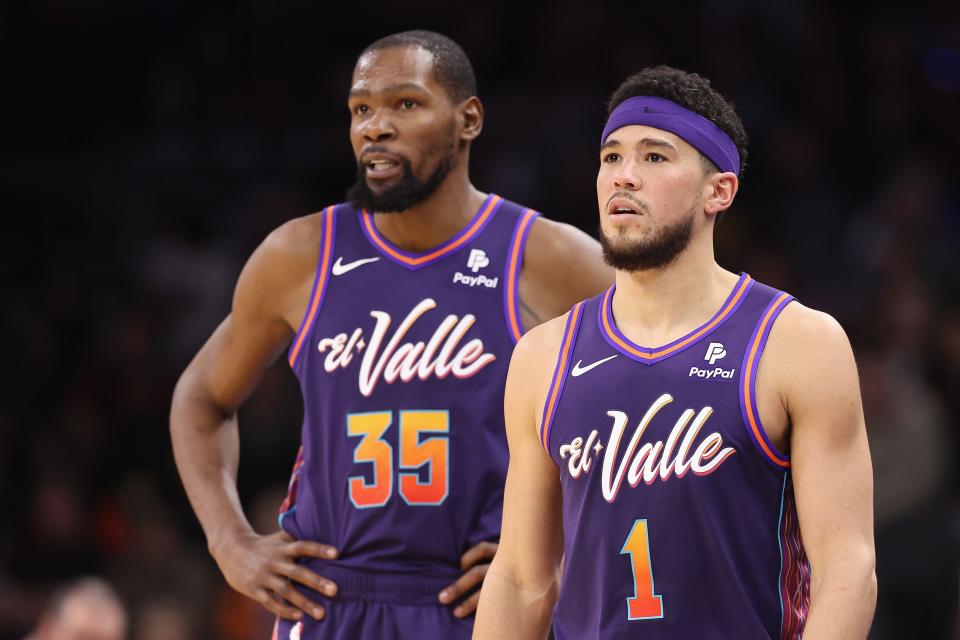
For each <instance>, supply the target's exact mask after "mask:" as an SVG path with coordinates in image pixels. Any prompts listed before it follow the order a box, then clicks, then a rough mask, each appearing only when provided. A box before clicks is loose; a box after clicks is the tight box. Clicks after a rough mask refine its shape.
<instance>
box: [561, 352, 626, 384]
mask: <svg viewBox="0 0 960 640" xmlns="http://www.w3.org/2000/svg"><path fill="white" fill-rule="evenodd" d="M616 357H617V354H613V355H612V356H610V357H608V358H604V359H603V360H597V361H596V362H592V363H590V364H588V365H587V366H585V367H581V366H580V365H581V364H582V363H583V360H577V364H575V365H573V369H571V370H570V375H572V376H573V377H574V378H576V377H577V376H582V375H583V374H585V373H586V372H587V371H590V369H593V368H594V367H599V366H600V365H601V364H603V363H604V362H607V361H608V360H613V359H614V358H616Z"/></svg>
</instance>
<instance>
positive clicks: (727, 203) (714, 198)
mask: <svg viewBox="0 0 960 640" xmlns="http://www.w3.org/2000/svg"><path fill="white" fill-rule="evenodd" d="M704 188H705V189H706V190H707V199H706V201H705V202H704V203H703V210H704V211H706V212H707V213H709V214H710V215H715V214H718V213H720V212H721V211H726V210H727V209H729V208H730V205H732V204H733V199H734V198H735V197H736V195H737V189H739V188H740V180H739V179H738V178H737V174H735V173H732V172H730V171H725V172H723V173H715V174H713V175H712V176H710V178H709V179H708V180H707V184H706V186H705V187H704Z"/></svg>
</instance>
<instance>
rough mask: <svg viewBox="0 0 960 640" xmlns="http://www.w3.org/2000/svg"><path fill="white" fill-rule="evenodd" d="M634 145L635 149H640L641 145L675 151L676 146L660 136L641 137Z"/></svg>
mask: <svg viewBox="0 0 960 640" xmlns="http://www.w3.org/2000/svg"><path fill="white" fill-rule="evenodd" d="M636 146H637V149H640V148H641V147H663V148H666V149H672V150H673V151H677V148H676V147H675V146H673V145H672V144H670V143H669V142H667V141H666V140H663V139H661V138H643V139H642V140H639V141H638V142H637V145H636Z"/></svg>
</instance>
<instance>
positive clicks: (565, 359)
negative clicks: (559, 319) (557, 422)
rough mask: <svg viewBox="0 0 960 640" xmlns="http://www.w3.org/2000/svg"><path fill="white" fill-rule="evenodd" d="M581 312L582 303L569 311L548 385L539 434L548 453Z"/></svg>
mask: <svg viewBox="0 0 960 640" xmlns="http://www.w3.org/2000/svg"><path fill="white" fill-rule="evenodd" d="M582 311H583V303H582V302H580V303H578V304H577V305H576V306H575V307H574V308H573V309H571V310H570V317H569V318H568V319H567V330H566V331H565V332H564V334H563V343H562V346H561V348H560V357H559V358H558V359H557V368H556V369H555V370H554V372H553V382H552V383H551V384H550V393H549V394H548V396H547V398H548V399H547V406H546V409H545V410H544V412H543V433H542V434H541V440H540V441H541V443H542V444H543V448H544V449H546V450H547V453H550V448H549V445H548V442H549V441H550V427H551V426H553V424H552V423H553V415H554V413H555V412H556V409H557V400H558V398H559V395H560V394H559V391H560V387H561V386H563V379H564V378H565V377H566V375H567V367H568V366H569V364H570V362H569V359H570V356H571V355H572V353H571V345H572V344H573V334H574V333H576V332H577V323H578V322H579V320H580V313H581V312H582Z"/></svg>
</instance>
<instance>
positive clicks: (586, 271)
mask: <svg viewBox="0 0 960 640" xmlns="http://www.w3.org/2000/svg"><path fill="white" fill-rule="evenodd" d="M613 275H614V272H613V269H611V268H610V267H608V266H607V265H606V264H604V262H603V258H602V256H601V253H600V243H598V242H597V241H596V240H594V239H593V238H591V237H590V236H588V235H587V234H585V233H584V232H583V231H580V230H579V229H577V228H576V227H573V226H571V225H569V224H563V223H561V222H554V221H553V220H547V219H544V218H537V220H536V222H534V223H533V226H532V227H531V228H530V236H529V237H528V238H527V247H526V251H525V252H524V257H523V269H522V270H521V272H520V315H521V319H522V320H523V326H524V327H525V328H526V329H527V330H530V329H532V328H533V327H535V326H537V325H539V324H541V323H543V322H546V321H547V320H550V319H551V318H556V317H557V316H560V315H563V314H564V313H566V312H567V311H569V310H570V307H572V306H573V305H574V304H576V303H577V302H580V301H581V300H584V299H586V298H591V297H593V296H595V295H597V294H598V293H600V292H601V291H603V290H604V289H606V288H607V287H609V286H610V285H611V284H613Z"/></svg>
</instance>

WHAT THE TASK REQUIRES:
Which lines in the rows above contain the string "clicks"? Pick out each one and copy it in full, treating uppercase and lowercase as different.

EXERCISE RESULT:
For each <instance>, supply the target's exact mask after "mask:" as an SVG path with coordinates in image pixels. Any prompts listed before it follow the order a box, then clicks, then a rough mask, each appearing only when provided. A box before clicks is loose; a box after clicks is the tight box. Clicks after a rough mask refine its shape.
positive clicks: (727, 203) (714, 198)
positive clicks: (565, 359)
negative clicks: (559, 319) (557, 422)
positive clicks: (586, 271)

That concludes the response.